- [GIVEN PROBLEM 1]: Reproduce the part of the message on DOI and the non-IETF tree that begins at the words "That is the" and stops after "a plain-Jane name.".

Re: DOI and the non-IETF tree

At 05:06 PM 2003-09-11, John Cowan wrote:
>(They get the short names because they were there first.)

That is the risk: that we as the IETF actually act like that.

For the man in the street, there is a benefit if widely used schemes
get plain names without a series prefix.  When IETF benefits the
man in the street, IETF benefits.

DOI sounds like a second run at defining URNs that seems to have
acquired a following and demonstrated interoperable practice.

That may merit a plain-Jane name.

Al

>Larry Lannom scripsit:
>
> > makes perfect sense to me. In olden days I had the simple view that uri
> > schemes were reserved for identifiers that had defined over-the-wire
> > protocols, but that seems to have withered over time, or maybe it was
> > always a misunderstanding.
>
>The mid: (message-ID) and cid: (content-ID) protocols for referring to mail
>messages and parts thereof, respectively, have never had any wire protocols
>tied to them, since the scheme-specific part is just a 
>foobar@bazquux.example.net
>string, not usable for retrieval.

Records
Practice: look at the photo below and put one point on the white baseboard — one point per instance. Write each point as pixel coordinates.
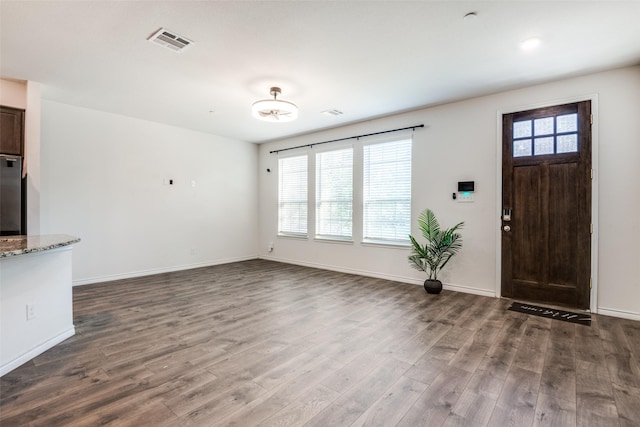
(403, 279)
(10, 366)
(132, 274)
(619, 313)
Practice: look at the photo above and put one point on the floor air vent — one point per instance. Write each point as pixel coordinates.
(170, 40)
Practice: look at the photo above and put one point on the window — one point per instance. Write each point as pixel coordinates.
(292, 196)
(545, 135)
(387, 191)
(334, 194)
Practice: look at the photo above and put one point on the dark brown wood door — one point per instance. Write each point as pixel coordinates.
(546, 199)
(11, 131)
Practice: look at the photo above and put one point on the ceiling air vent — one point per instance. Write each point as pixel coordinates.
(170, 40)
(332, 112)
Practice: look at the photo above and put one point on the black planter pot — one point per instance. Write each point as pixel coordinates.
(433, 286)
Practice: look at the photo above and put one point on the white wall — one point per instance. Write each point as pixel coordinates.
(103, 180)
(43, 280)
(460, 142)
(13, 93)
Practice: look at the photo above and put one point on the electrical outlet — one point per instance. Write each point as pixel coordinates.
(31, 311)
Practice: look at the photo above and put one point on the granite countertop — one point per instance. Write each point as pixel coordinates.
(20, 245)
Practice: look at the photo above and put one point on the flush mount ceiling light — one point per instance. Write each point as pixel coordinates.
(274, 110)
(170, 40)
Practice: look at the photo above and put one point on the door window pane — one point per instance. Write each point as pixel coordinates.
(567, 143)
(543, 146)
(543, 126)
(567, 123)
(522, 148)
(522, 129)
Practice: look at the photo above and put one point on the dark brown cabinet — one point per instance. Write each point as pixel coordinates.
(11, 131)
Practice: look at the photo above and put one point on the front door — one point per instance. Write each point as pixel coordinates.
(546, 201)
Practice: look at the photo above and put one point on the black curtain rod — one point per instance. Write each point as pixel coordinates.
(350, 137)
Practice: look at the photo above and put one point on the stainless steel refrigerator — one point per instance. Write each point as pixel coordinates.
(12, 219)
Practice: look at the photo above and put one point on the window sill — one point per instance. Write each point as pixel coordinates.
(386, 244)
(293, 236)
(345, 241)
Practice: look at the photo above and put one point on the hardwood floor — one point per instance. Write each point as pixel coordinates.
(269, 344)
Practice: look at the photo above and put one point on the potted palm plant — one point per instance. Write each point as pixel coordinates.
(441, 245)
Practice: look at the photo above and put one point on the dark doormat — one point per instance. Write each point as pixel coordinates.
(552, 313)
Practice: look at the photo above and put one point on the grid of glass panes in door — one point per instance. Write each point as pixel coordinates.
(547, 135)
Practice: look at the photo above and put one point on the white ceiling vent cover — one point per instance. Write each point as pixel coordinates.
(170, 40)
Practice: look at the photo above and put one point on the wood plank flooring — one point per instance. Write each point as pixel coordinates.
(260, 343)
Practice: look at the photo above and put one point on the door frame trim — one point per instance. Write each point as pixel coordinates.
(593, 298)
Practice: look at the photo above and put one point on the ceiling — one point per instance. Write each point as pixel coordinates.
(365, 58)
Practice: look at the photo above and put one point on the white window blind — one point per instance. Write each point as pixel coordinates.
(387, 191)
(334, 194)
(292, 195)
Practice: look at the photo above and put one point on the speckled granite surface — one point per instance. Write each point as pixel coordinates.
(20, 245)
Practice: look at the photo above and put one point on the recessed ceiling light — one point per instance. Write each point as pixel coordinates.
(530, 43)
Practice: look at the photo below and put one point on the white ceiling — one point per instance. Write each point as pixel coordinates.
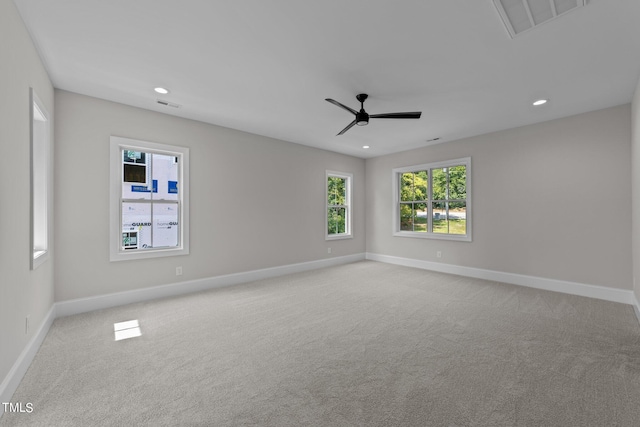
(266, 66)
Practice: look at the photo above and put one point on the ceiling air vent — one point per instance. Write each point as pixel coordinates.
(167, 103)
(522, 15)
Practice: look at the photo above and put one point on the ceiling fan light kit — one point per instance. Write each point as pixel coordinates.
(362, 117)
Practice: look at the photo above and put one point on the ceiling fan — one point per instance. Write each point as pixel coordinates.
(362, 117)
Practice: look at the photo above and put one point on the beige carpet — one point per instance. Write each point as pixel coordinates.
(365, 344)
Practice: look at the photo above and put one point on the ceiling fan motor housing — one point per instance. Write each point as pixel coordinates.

- [GIVEN PROBLEM 2]: Locate every line in the records that contains the string "below", treating uppercase and lowercase as different, and copy each of those lines.

- [FINAL ANSWER 1]:
That is the risk: that we as the IETF actually act like that.

For the man in the street, there is a benefit if widely used schemes
get plain names without a series prefix.  When IETF benefits the
man in the street, IETF benefits.

DOI sounds like a second run at defining URNs that seems to have
acquired a following and demonstrated interoperable practice.

That may merit a plain-Jane name.

- [FINAL ANSWER 2]:
Practice: look at the photo below and put one point on the white baseboard — one point per instance. Write each point as pixel coordinates.
Practice: look at the photo below and put one point on the white ceiling — one point per instance. Write each point as pixel coordinates.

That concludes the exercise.